▶ **Extrait à lire**
L’affrontement entre un monde chaotique régit par les prédateurs et un monde civilisé où on se tient par la main pour mieux se serrer les coudes, est à la fois international et intra-national, puisqu’il traverse toute les sociétés occidentales. Ceci étant, les extrême-droites européennes sont dans le même état de sidération que les autres forces politiques face au chaos des annonces fracassantes et contradictoires de Donald Trump. Elles ne comprennent pas que le chaos n’est pas seulement un moyen, mais aussi une fin. Il est semé à dessin pour que le monde soit chaotique, le tout étant d’être le plus fort, le mâle alpha au-dessus des autres. Bien entendu, ledit mâle ne peut être une femelle et a la peau blanche.

Avec Trump, la seule question qui vaille est de savoir si son troupeau va le suivre ou se révolter. Comment vont réagir celles et ceux qui ont voté pour lui, retraités, vétérans de l’armée, personnes malades ou handicapés, qui se prennent de plein fouet sa politique ? Et celles et ceux qui se sont abstenus, souvent parmi les plus fragiles, qui vont plonger un peu plus dans la survie au quotidien, auront-ils l’énergie pour réagir ? Va-t-on assister à une re-politisation massive des américains ? Ou, au contraire, à un délitement irrémédiable de ce qui fut la plus grande démocratie du monde, aujourd'hui dévoyée par une frange fascisante qui mène une chasse aux sorcières raciste, sexiste, homophobe pour régner par la peur. Au terme du mandat de Trump qu’elle voudra prolonger, rien ne dit qu’elle ne sera pas prête à s’affranchir de la Constitution, si ce n’est des urnes.

▶ **Données fournies**
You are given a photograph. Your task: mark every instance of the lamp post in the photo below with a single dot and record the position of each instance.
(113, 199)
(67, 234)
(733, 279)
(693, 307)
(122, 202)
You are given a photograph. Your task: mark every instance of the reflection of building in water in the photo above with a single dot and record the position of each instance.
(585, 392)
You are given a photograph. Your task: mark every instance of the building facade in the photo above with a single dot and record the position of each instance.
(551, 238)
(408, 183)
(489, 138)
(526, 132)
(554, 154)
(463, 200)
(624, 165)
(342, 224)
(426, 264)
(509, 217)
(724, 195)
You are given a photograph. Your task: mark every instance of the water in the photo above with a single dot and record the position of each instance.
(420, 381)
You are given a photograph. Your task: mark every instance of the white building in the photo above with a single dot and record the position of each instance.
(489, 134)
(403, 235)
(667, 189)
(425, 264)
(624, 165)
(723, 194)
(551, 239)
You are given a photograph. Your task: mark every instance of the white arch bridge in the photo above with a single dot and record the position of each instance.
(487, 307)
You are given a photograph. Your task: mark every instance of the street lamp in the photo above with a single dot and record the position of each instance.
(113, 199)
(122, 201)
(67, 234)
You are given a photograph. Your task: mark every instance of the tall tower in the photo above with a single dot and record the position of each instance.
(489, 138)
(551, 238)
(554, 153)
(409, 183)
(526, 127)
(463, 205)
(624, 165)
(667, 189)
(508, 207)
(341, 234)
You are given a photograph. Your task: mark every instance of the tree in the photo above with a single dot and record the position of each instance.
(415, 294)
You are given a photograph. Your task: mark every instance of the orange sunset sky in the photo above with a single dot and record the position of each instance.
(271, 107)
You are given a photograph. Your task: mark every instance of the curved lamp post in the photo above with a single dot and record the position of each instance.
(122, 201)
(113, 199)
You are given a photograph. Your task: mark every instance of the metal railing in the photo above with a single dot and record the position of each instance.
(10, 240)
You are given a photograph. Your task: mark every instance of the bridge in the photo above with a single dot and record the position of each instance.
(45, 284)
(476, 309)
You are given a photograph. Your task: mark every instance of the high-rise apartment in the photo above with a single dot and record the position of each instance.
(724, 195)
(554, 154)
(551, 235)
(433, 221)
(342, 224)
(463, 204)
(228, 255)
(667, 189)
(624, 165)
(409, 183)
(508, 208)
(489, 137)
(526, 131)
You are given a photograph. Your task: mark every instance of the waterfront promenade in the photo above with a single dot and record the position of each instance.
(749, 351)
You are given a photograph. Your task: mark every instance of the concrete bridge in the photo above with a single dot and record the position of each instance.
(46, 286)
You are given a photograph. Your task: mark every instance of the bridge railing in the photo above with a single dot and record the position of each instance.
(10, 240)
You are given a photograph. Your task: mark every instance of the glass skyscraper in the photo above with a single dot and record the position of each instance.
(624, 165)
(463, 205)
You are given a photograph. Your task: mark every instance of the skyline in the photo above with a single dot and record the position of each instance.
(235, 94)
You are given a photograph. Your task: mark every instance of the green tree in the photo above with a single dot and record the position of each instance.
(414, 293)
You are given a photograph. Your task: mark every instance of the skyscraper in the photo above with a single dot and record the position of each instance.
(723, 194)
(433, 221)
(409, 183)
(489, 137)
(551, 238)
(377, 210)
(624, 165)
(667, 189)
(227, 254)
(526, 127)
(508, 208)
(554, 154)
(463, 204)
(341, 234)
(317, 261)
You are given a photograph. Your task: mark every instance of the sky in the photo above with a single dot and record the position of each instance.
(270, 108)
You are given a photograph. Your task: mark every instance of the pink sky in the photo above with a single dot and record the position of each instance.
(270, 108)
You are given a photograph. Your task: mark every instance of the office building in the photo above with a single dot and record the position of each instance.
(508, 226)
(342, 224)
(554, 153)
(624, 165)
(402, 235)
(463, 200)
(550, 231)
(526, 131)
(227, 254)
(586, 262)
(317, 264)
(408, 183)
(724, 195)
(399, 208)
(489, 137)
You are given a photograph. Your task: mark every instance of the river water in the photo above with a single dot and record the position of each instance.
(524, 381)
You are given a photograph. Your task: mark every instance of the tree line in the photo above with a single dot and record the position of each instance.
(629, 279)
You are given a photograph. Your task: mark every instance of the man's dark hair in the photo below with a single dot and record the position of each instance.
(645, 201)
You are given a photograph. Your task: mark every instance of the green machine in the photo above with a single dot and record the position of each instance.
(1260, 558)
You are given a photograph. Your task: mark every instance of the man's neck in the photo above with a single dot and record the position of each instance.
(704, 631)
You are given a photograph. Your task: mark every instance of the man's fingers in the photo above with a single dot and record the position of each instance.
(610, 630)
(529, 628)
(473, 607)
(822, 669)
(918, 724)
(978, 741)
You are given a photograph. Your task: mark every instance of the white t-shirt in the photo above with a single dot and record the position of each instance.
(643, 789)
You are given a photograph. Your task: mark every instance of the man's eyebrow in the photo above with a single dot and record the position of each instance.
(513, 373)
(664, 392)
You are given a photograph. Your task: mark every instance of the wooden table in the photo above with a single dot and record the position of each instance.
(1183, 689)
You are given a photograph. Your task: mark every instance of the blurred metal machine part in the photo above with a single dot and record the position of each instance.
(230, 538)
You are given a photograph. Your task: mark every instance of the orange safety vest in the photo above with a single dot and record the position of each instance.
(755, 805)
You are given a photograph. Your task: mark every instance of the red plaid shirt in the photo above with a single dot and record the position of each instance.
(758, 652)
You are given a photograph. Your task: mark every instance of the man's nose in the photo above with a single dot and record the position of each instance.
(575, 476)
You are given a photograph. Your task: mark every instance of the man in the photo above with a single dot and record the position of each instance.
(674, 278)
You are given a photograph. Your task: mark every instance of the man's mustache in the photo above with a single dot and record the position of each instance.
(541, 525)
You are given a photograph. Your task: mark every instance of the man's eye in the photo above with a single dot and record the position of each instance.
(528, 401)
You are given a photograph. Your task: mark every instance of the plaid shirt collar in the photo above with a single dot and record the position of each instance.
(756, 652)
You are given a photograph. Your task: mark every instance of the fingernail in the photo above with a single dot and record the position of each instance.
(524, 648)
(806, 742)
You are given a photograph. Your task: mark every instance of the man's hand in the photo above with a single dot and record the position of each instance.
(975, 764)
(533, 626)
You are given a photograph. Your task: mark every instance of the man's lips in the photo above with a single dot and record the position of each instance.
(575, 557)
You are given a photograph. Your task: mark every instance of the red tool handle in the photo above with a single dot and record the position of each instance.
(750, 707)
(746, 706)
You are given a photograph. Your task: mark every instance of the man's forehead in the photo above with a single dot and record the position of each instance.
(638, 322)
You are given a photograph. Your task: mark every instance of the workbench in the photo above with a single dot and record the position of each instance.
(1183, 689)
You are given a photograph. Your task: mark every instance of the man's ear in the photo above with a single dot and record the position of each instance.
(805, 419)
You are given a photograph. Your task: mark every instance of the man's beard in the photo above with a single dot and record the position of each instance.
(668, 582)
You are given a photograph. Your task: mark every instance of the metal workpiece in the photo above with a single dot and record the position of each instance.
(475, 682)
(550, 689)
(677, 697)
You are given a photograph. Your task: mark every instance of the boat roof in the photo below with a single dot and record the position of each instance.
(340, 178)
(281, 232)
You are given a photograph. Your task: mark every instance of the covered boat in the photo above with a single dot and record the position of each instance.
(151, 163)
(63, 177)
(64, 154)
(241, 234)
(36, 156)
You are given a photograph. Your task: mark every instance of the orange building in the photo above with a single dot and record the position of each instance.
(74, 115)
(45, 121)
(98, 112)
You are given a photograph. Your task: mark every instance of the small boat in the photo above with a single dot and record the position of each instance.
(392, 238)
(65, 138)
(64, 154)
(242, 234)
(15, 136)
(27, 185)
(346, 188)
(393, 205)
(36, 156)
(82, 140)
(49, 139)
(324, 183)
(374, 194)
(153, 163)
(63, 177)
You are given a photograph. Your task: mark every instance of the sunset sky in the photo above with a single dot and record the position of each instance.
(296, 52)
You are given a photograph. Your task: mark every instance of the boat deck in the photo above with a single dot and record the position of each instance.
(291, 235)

▶ **Étapes de l'exercice**
**a.** Mettez à jour le passage de l'extrait qui va de « Avec Trump, la » jusqu'à « n’est des urnes. » en y remplaçant « troupeau » par « électorat ».
**b.** Relevez toutes les lignes qui contiennent la chaîne « white », en respectant la casse.
Les lignes fournies n'ont aucun lien avec l'extrait.

▶ **Corrigé de l'exercice**
**a.**
Avec Trump, la seule question qui vaille est de savoir si son électorat va le suivre ou se révolter. Comment vont réagir celles et ceux qui ont voté pour lui, retraités, vétérans de l’armée, personnes malades ou handicapés, qui se prennent de plein fouet sa politique ? Et celles et ceux qui se sont abstenus, souvent parmi les plus fragiles, qui vont plonger un peu plus dans la survie au quotidien, auront-ils l’énergie pour réagir ? Va-t-on assister à une re-politisation massive des américains ? Ou, au contraire, à un délitement irrémédiable de ce qui fut la plus grande démocratie du monde, aujourd'hui dévoyée par une frange fascisante qui mène une chasse aux sorcières raciste, sexiste, homophobe pour régner par la peur. Au terme du mandat de Trump qu’elle voudra prolonger, rien ne dit qu’elle ne sera pas prête à s’affranchir de la Constitution, si ce n’est des urnes.

**b.**
You are given a photograph. Your task: mark every instance of the white building in the photo above with a single dot and record the position of each instance.
You are given a photograph. Your task: mark every instance of the white arch bridge in the photo above with a single dot and record the position of each instance.
You are given a photograph. Your task: mark every instance of the white t-shirt in the photo above with a single dot and record the position of each instance.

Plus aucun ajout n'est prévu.